# Text start

Non-Monotonic Transformations of Random Variables

Every school child learns that if you have a random variable \(X\) with probability density function \(f_{X}(x)\), and you transform \(X\) with a monotone function \(g\) to get \(Y = g(X)\), then the density of \(Y\) is given by \[ f_{Y}(y) = \frac{f_{X}(x)}{|g'(x)|} \bigg |_{x = g^{-1}(y)}.\] We need caveats about \(g'(x)\) not being equal to zero, etc. This is standard fair in any elementary probability theory textbook. You can get this result by considering the cumulative distribution function of \(Y\), \(F_{Y}(y) = P(Y \leq y)\), substituting in \(Y = g(X)\), inverting \(g\) (which we can do because it is monotonic), and then remembering that the density of a continuous random variable is the derivative of its cumulative distribution function. (You'll also have to remember the Inverse Function Theorem).

# Text end
# Entries shown start

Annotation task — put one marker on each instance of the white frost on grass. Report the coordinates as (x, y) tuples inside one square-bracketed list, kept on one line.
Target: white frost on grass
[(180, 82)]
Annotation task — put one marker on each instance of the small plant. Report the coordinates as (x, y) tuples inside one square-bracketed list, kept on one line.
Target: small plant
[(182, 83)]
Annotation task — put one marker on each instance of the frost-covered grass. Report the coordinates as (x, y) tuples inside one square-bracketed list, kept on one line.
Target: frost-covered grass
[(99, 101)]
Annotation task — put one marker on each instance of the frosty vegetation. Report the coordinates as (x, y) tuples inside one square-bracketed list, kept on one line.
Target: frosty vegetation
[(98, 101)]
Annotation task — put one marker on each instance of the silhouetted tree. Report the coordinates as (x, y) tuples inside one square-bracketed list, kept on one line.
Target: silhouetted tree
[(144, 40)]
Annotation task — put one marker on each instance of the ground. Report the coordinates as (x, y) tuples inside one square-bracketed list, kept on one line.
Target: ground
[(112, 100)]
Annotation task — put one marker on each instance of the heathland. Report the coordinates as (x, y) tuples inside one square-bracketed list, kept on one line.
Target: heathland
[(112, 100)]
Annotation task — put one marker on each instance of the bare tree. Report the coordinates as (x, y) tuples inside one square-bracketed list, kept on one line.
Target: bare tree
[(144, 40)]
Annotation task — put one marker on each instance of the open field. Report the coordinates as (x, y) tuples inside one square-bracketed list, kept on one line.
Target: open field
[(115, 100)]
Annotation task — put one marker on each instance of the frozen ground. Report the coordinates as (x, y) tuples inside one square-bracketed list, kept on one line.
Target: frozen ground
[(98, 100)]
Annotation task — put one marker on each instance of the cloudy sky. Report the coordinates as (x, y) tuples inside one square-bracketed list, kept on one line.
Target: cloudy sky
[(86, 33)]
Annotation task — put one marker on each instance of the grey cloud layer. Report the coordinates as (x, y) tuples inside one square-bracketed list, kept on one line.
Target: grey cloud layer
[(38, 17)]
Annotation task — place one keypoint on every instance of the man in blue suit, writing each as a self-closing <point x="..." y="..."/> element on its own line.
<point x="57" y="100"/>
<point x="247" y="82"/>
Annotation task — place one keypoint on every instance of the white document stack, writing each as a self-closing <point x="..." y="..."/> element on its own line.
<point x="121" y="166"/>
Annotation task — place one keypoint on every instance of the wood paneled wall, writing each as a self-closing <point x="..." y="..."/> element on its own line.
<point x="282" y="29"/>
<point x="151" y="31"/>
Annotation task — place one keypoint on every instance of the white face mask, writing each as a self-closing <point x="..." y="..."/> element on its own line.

# Entries shown end

Tasks to carry out:
1. In the passage on transforming random variables, rewrite everything from "Every school child" down to "Inverse Function Theorem).", replacing "cumulative distribution function" with "CDF".
2. Copy the listing exactly, everything from its first line down to and including the line containing "[(98, 101)]".

The answers:
1.
Every school child learns that if you have a random variable \(X\) with probability density function \(f_{X}(x)\), and you transform \(X\) with a monotone function \(g\) to get \(Y = g(X)\), then the density of \(Y\) is given by \[ f_{Y}(y) = \frac{f_{X}(x)}{|g'(x)|} \bigg |_{x = g^{-1}(y)}.\] We need caveats about \(g'(x)\) not being equal to zero, etc. This is standard fair in any elementary probability theory textbook. You can get this result by considering the CDF of \(Y\), \(F_{Y}(y) = P(Y \leq y)\), substituting in \(Y = g(X)\), inverting \(g\) (which we can do because it is monotonic), and then remembering that the density of a continuous random variable is the derivative of its CDF. (You'll also have to remember the Inverse Function Theorem).

2.
Annotation task — put one marker on each instance of the white frost on grass. Report the coordinates as (x, y) tuples inside one square-bracketed list, kept on one line.
Target: white frost on grass
[(180, 82)]
Annotation task — put one marker on each instance of the small plant. Report the coordinates as (x, y) tuples inside one square-bracketed list, kept on one line.
Target: small plant
[(182, 83)]
Annotation task — put one marker on each instance of the frost-covered grass. Report the coordinates as (x, y) tuples inside one square-bracketed list, kept on one line.
Target: frost-covered grass
[(99, 101)]
Annotation task — put one marker on each instance of the frosty vegetation. Report the coordinates as (x, y) tuples inside one square-bracketed list, kept on one line.
Target: frosty vegetation
[(98, 101)]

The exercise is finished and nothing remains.